● **Description of the task**: Each line of the listing below, from the very first to the one that contains "Where can the man's black", is to be retyped exactly as it stands.

─── Available data

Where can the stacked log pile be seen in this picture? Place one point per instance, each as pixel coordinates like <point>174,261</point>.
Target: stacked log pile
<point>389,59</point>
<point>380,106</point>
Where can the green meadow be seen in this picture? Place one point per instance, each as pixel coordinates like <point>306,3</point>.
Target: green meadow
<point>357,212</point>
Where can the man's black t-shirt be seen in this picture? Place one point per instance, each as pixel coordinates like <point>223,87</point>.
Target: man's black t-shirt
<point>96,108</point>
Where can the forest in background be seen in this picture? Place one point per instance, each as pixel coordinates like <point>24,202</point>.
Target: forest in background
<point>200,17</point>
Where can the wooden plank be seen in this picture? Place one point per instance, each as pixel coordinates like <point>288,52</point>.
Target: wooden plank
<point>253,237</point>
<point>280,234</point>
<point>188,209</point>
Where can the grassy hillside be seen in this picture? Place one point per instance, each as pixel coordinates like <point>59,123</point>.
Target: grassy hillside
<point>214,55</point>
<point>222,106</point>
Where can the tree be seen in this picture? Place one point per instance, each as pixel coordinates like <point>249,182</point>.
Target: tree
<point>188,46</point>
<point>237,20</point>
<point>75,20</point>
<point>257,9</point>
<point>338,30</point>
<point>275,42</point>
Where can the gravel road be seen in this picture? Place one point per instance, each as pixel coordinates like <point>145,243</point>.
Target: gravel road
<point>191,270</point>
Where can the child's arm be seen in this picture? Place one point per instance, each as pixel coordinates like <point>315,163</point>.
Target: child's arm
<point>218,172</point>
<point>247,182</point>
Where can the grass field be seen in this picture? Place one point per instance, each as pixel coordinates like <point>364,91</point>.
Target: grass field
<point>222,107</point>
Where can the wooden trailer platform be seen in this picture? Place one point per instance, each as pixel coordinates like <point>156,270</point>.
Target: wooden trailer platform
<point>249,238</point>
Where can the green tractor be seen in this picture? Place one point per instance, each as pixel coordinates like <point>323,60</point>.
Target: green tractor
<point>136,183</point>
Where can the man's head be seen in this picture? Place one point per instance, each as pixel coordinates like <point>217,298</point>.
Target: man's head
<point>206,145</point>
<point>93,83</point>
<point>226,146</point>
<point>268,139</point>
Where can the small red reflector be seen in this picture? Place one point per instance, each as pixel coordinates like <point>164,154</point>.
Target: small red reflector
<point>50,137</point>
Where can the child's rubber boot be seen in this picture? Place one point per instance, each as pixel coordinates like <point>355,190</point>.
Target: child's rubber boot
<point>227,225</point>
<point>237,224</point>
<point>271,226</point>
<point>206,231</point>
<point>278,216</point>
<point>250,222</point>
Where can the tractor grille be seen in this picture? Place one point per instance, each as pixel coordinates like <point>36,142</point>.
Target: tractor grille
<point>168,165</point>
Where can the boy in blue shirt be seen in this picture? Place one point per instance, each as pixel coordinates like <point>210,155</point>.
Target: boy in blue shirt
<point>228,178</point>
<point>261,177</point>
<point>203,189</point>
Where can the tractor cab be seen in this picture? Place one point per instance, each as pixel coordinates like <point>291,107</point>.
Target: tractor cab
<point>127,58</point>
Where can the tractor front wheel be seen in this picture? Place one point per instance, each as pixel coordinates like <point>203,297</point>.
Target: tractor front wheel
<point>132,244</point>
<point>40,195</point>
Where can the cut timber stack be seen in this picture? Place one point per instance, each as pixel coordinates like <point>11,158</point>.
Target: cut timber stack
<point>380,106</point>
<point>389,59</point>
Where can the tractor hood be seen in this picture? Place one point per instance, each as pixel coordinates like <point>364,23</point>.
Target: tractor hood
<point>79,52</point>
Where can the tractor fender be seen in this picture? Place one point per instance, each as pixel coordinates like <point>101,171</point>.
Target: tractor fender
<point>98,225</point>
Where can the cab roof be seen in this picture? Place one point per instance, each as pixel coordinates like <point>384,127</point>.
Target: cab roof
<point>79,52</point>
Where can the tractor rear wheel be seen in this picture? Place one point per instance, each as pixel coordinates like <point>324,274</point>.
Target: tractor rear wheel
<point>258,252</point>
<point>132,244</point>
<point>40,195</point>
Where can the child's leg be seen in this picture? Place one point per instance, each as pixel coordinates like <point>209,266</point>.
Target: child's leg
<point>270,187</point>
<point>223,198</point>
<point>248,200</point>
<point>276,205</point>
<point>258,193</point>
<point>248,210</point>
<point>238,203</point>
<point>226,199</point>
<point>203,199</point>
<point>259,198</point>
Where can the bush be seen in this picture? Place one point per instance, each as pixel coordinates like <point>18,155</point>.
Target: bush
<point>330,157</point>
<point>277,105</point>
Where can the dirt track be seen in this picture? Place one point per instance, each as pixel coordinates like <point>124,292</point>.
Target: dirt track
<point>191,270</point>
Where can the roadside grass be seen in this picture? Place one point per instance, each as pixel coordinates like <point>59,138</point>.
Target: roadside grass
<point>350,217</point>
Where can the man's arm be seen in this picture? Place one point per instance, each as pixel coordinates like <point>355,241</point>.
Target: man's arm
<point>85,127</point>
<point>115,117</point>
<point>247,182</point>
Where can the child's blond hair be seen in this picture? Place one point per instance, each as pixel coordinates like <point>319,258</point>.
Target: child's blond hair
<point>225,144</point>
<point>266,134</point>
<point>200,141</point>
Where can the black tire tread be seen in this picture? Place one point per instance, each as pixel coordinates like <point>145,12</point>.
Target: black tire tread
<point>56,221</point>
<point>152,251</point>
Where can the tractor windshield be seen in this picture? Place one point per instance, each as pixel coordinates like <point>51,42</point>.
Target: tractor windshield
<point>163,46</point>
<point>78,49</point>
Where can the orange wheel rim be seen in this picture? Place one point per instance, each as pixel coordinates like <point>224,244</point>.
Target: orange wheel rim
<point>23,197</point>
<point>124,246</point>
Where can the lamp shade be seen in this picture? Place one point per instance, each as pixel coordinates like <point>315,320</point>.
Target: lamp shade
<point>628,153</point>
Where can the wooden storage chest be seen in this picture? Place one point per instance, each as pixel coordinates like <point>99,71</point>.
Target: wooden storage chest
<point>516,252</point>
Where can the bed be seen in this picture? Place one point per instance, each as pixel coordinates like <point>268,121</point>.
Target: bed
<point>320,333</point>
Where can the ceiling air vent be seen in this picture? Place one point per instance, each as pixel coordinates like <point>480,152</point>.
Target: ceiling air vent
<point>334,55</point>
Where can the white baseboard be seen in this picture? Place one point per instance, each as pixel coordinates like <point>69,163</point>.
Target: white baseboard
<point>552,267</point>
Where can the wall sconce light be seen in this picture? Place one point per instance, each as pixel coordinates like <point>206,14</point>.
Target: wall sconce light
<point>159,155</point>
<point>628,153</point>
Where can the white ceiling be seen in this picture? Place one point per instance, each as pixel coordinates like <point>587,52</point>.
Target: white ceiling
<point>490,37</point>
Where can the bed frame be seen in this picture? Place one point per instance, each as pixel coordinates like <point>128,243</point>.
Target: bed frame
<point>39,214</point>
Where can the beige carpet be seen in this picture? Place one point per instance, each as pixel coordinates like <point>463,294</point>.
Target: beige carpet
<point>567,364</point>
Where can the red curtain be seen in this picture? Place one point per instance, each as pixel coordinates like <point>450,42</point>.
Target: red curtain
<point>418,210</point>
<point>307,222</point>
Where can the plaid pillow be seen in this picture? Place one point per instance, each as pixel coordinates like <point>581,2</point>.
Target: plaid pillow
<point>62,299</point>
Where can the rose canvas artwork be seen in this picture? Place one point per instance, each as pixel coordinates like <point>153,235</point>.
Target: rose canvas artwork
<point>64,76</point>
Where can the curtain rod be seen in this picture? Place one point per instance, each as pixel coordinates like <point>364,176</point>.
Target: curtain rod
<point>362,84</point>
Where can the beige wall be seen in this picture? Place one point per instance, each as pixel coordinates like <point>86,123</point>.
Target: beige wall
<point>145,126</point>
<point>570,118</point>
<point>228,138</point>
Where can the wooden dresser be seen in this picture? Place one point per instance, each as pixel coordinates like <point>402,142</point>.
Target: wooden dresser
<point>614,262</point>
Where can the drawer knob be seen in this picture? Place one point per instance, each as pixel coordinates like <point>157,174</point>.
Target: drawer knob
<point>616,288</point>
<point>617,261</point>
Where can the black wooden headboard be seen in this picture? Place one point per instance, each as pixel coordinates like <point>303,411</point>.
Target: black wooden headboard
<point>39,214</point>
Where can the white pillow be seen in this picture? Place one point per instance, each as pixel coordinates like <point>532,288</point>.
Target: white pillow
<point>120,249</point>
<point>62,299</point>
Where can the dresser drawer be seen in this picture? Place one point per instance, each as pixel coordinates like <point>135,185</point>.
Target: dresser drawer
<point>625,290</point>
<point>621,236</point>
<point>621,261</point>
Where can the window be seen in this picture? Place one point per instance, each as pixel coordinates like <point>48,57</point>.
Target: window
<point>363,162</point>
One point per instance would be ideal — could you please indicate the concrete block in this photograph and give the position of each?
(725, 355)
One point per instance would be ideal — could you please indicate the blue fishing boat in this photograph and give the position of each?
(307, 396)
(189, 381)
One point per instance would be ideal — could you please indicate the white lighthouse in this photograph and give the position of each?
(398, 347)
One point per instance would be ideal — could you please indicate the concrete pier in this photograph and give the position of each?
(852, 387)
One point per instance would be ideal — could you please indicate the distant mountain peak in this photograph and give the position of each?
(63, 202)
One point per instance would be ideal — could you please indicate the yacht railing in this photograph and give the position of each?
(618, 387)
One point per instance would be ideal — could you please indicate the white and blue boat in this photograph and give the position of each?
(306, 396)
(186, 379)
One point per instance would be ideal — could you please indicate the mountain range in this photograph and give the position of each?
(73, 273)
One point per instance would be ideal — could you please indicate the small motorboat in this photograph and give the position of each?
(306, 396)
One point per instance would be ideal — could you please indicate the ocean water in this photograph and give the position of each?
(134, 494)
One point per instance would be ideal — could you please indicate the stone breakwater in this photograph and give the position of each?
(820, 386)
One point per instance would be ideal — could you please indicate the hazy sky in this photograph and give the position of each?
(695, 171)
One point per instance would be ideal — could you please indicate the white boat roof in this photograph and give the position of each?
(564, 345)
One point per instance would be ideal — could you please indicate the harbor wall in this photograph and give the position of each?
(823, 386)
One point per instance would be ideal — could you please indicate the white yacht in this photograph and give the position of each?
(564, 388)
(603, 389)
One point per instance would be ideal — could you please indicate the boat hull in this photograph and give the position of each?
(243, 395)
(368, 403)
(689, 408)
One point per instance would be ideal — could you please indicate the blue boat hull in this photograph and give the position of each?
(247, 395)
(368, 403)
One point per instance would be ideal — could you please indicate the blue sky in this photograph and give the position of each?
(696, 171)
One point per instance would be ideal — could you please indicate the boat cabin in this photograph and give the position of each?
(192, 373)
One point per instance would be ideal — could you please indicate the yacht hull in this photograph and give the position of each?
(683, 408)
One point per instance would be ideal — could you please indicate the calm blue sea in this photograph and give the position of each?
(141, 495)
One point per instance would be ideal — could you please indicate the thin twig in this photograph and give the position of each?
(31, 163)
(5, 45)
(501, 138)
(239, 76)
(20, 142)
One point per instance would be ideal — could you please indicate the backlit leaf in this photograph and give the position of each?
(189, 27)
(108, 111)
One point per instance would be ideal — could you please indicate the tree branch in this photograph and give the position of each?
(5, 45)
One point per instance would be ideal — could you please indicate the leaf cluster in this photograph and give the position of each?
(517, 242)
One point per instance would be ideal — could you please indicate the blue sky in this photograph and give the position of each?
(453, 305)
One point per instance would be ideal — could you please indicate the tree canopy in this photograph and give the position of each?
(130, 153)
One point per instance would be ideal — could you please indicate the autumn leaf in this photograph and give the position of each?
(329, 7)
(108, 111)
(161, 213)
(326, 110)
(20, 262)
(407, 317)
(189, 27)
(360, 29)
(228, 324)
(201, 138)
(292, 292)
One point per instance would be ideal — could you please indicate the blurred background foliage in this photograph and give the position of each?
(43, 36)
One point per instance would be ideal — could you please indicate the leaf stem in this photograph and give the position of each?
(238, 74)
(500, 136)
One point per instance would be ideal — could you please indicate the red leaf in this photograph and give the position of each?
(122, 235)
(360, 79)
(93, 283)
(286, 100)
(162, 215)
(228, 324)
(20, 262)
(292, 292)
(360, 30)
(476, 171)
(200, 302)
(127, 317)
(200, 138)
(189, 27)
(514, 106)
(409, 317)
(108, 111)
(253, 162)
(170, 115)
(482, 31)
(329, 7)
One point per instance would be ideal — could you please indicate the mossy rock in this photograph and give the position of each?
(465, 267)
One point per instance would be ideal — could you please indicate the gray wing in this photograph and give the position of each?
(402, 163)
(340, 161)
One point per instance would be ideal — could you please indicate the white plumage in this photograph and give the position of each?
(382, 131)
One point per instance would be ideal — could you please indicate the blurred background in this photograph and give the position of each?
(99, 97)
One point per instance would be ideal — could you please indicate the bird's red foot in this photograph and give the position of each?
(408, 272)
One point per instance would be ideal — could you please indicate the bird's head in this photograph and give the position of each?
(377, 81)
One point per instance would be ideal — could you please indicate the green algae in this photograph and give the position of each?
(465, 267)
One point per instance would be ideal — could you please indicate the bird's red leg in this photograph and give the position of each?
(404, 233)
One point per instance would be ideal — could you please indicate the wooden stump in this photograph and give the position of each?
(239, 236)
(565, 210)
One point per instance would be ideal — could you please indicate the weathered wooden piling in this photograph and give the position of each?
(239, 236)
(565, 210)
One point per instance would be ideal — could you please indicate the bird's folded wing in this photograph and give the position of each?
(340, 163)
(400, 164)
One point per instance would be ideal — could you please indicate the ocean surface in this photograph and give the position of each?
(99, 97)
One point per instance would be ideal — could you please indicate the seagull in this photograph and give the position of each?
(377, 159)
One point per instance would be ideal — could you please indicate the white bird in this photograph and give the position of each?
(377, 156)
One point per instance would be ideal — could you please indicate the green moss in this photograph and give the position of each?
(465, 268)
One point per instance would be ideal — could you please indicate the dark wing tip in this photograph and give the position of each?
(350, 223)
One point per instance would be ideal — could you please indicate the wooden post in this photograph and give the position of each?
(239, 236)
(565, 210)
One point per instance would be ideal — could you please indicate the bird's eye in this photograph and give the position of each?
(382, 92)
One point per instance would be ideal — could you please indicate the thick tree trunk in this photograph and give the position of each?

──────

● **The completed task**:
Where can the stacked log pile be seen in this picture? Place one point per instance, each as pixel coordinates like <point>174,261</point>.
Target: stacked log pile
<point>389,59</point>
<point>380,106</point>
Where can the green meadow be seen in this picture? Place one point per instance, each as pixel coordinates like <point>306,3</point>.
Target: green meadow
<point>357,212</point>
Where can the man's black t-shirt be seen in this picture? Place one point per instance, each as pixel coordinates like <point>223,87</point>.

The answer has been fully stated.